Stated exercise> Every entry that follows needs to be repeated exactly.

══ Rows

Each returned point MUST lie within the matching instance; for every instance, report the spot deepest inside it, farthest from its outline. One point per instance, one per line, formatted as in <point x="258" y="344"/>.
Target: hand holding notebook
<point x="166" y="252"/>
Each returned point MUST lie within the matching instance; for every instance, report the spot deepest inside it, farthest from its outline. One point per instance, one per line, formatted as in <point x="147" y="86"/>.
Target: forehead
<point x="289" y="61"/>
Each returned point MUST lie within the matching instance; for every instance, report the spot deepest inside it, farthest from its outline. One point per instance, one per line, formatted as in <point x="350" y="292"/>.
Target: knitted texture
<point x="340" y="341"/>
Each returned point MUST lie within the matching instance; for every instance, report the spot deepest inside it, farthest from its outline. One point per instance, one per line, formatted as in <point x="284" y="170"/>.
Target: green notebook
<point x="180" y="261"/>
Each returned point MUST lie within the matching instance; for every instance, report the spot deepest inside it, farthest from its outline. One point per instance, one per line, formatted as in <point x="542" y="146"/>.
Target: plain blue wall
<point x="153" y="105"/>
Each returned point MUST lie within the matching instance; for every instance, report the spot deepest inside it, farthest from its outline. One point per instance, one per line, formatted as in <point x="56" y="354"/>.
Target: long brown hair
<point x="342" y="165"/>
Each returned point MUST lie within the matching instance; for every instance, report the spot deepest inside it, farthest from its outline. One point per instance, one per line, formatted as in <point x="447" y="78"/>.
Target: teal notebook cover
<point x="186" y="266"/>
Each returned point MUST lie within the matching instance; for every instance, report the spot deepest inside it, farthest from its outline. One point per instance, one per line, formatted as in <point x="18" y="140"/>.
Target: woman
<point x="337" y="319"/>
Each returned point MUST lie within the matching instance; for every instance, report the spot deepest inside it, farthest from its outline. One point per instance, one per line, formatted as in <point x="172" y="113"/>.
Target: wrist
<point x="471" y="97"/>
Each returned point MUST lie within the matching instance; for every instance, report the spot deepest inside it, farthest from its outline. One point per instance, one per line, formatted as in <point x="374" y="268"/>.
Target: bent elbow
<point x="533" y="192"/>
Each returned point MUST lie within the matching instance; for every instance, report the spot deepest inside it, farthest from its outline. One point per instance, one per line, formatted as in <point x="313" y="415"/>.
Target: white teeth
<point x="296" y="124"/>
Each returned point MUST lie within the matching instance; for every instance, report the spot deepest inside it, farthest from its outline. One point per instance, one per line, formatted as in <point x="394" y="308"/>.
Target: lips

════

Complete output>
Each returned point MUST lie within the matching instance; for every instance, report the spot deepest inside it, farthest from its outline. One point per instance, one per line, formatted as in <point x="258" y="344"/>.
Target: hand holding notebook
<point x="166" y="252"/>
Each returned point MUST lie within the matching instance; for every instance, report the spot deepest inside it, farthest from its outline. One point per instance, one per line, formatted as in <point x="147" y="86"/>.
Target: forehead
<point x="289" y="61"/>
Each returned point MUST lie within the matching instance; for every instance, report the spot deepest inside it, farthest from its outline. One point per instance, one per line, formatted as in <point x="350" y="292"/>.
Target: knitted texture
<point x="340" y="341"/>
Each returned point MUST lie within the matching instance; for every instance, report the spot deepest inside it, farthest from its outline. One point per instance, one per line, formatted as in <point x="284" y="170"/>.
Target: green notebook
<point x="180" y="261"/>
Each returned point MUST lie within the matching instance; for every instance, report the spot deepest inside it, farthest from its outline. One point per instance, one per line, formatted as in <point x="542" y="146"/>.
Target: plain blue wall
<point x="153" y="105"/>
Each returned point MUST lie within the matching instance; for every instance, report the spot deepest inside it, farthest from its outline. One point per instance, one per line, formatted as in <point x="56" y="354"/>.
Target: long brown hair
<point x="342" y="165"/>
Each returned point MUST lie within the matching instance; for every instance, report the spot deepest inside it, farthest from its outline. One point per instance, one per line, formatted as in <point x="447" y="78"/>.
Target: teal notebook cover
<point x="186" y="266"/>
Each returned point MUST lie within the matching instance; for every instance, report the spot deepest inside it, farthest from its outline. One point per instance, one per line, formatted as in <point x="18" y="140"/>.
Target: woman
<point x="337" y="319"/>
Each returned point MUST lie within the matching instance; for every instance, report the spot deepest inside it, farthest from its outline. One point per instance, one per line, formatted as in <point x="172" y="113"/>.
Target: wrist
<point x="471" y="97"/>
Each returned point MUST lie within the matching instance; for every instance, report the spot deepest inside it, farthest from its outline. One point per instance, one per line, formatted as in <point x="374" y="268"/>.
Target: bent elbow
<point x="533" y="192"/>
Each returned point MUST lie within the matching instance; for every instance, report the spot deepest inside it, farthest from its outline. One point per instance, one per line, formatted as in <point x="313" y="415"/>.
Target: white teeth
<point x="296" y="124"/>
Each returned point MUST lie within the matching instance; for every instance, report the spot deepest inside it, farthest from its outline. One point per instance, one per line, formatted as in <point x="394" y="308"/>.
Target: lips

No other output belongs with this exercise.